- Raw data:
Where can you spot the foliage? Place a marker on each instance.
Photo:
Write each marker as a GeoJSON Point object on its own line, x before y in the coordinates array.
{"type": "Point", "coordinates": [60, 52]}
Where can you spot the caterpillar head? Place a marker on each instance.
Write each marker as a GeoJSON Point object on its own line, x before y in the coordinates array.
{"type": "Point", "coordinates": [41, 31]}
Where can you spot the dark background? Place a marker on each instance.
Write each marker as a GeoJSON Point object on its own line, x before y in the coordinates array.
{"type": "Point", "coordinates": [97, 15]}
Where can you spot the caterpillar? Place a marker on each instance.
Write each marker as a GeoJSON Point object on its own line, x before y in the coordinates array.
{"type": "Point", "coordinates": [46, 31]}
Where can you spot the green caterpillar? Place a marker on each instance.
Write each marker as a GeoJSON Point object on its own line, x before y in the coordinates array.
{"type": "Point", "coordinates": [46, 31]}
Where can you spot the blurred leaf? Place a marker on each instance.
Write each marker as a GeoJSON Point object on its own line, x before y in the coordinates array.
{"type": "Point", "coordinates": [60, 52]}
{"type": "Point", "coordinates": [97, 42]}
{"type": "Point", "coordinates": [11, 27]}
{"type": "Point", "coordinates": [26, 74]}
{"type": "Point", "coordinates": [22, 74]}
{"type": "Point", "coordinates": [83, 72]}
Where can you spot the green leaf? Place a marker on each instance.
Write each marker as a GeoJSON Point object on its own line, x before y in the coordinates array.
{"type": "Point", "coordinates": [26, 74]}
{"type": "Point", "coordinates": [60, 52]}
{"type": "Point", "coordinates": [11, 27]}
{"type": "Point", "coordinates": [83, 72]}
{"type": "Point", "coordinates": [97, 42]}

* * *

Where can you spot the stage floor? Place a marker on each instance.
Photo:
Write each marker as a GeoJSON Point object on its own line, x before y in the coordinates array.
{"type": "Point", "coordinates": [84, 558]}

...

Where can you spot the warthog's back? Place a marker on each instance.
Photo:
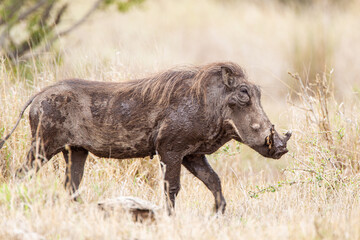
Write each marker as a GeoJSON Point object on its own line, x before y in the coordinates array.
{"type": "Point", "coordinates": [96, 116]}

- Problem to work on:
Return each line in the records above that contains the word "Where", keeping the lines in their original order.

- Result:
Where can you spot the foliage? Place a marker on each instance.
Where can you spot the caterpillar head? Place a marker on each instance.
Where can you spot the dark background? Place a marker on each instance.
Where can you spot the caterpillar? Place a marker on each instance.
Where can you spot the green caterpillar? Place a marker on each instance.
Where can you spot the blurred leaf? Place a marker on each instance.
Where can you spot the green leaf? Place a marker on each instance.
Where can you spot the stage floor? Place a marker on each instance.
Where can you spot the warthog's back? Place a marker on each instance.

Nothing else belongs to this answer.